◆ EXCERPT PROVIDED
════════════════════
With institutions making an effort to have generative AI more available, it’s only a matter of time before every institution is touting a suite of AI tools to streamline repetitive tasks. The only cause for concern here, then, is how we can utilize AI ethically.

Ethical Guidelines, Bias Mitigation, and Human Oversight

AI isn’t perfect. It reflects the data it’s trained on, which can introduce bias or inaccuracies. In higher ed, biased outputs could affect admissions messaging, grading tools, or student recommendations if relied on heavily. Ethical use and human oversight are critical to maintain trust. EdTech recommends not to use AI for anything that involves human health or safety, so while it can handle making sense of data or summarizing charts you input manually, it should not be making decisions for you.

Best Practices:

  1. Set clear policies and guidelines for AI use across marketing, teaching, and student support.
  2. Review AI outputs regularly for accuracy, bias, and alignment with institutional values.
  3. Train AI on diverse, representative data to avoid reinforcing stereotypes.
  4. Ensure human oversight in high-stakes decisions, sensitive communications, and grading.

Adopting AI Responsibly is a Strategic Advantage

The conversation around AI often defaults to fear: robots taking over, losing personalization, or compromising quality. The opposite is true. AI is a tool that enables personalization at scale when used responsibly. Marketing becomes more targeted and creative; teaching becomes more adaptive and individualized; student support becomes faster, more reliable, and human-centered.

Generative AI, guided by humans, is a force multiplier that can free staff and faculty to focus on the work that truly matters, which is connecting with students, fostering learning, and building your institution’s mission.
════════════════════
◆ ACTIVITIES
[A] Return the passage of the article on AI in higher education from "Adopting AI Responsibly" up to and including "reliable, and human-centered.", copied word for word.
[B] Extend the article on AI in higher education past its final sentence.

◆ STORED DATA
════════════════════
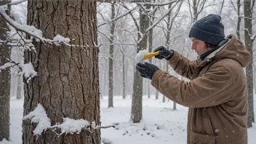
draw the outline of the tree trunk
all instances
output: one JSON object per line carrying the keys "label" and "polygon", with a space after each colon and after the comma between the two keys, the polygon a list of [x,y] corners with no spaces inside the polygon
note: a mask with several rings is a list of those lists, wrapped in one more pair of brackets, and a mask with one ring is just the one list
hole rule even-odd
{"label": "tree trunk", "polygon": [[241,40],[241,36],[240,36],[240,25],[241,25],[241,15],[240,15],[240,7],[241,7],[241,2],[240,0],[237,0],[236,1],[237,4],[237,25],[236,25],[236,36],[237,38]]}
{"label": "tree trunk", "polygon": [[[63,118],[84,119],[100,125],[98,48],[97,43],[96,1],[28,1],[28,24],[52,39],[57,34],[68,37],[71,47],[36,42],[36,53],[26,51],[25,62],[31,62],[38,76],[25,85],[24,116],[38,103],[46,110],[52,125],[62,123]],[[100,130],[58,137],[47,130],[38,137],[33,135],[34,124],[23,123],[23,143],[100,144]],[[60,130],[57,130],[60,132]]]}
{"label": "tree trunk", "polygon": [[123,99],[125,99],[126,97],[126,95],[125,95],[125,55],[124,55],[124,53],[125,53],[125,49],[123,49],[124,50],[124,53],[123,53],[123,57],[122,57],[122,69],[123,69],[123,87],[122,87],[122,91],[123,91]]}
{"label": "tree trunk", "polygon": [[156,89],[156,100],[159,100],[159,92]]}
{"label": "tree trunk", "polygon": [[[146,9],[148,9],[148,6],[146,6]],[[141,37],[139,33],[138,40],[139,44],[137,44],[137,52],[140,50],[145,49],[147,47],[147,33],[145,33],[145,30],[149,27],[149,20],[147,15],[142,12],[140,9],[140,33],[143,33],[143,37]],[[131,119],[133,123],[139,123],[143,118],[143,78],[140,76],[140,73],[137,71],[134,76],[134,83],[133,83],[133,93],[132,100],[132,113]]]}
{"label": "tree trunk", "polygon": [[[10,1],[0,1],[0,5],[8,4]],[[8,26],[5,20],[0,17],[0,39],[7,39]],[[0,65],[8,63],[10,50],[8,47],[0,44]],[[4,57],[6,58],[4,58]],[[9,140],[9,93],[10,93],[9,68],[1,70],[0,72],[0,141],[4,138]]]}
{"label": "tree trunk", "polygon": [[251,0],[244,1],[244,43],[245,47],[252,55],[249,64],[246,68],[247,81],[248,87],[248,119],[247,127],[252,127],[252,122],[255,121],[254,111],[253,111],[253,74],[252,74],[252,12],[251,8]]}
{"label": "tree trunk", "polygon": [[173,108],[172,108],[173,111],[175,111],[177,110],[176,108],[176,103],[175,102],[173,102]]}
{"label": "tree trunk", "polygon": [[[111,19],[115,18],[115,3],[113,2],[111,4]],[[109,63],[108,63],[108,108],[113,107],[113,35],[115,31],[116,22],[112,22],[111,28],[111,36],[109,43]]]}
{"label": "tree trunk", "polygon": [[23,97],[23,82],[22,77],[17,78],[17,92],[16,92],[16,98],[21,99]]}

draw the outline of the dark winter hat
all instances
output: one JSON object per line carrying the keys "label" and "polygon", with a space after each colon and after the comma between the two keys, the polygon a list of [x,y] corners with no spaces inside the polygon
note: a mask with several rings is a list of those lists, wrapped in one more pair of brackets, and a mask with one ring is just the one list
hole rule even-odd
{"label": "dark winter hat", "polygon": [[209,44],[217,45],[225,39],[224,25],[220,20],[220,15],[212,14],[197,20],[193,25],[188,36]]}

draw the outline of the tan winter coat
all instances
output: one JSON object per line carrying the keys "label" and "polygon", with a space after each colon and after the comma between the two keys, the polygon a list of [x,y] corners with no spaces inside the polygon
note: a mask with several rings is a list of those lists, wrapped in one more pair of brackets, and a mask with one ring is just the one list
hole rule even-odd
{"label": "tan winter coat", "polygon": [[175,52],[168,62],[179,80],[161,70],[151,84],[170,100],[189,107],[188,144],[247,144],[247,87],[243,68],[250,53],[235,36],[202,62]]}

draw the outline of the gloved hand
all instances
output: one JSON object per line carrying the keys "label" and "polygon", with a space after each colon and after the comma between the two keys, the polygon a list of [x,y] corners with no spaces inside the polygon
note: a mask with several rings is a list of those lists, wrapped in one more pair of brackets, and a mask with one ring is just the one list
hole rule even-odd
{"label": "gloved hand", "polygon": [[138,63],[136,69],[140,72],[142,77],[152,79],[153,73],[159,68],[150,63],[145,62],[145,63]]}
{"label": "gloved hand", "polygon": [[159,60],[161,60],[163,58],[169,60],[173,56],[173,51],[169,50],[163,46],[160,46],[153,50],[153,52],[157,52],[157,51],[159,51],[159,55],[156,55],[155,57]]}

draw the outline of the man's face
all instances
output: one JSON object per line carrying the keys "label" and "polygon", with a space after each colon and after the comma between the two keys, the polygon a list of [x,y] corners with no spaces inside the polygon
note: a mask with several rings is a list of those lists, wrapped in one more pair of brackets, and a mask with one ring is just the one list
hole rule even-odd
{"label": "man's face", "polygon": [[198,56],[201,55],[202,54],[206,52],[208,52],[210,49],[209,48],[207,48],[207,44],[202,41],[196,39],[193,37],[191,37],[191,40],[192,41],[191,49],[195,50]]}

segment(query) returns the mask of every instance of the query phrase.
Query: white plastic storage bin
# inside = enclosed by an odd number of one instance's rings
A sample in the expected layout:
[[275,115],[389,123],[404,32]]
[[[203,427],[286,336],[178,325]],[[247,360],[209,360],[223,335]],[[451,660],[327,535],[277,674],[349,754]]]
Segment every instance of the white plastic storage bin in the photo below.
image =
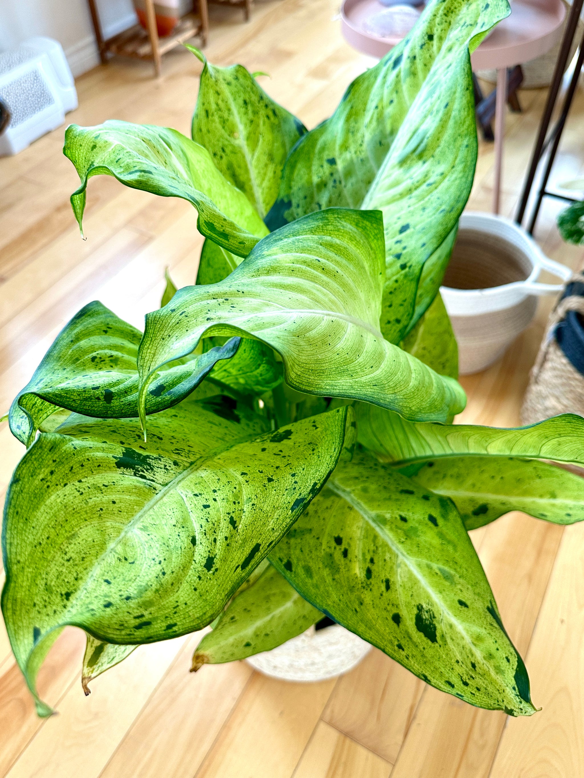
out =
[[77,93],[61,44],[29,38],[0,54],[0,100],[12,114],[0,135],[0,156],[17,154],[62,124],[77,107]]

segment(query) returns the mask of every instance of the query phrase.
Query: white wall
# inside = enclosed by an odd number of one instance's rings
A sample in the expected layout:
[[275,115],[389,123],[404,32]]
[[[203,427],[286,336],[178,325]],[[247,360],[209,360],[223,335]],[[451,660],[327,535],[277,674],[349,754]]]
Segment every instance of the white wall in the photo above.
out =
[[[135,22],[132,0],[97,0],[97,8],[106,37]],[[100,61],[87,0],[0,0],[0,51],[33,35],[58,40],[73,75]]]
════════════════════
◆ ANSWERS TO THE TASKS
[A]
Adopting AI Responsibly is a Strategic Advantage

The conversation around AI often defaults to fear: robots taking over, losing personalization, or compromising quality. The opposite is true. AI is a tool that enables personalization at scale when used responsibly. Marketing becomes more targeted and creative; teaching becomes more adaptive and individualized; student support becomes faster, more reliable, and human-centered.

[B]
The question today isn’t whether institutions should adopt it, but how to adopt it responsibly. Done well, AI enhances personalization, efficiency, and engagement across marketing, teaching, and student support.

For higher education leaders, this is an opportunity to:

  1. Empower marketing teams to scale personalized outreach without losing brand voice.
  2. Support faculty in creating meaningful, high-touch learning experiences.
  3. Ensure student support is timely, consistent, and human-centered.

AI May Be Inevitable, But Great Marketing Remains Human

Everyone says, “AI is here, hop on board.” But what’s missing is the how. How can it actually make your work easier? How can we utilize it responsibly? How can we connect if a robot speaks for us?

We believe AI should empower people, not replace them. AI has incredible potential in higher education by handling repetitive tasks, supporting students with timely responses, or assisting faculty with administrative work, but AI only works when humans guide it. That same principle applies to marketing. The best campaigns are powered by strategy, creativity, and real human connection.

At Frankel, we’re here to help your institution do more with its resources, scale personalized campaigns, and strengthen engagement with your audiences, all while keeping messaging and branding authentically human. Contact us today to learn more about how we can help your institution make an impact.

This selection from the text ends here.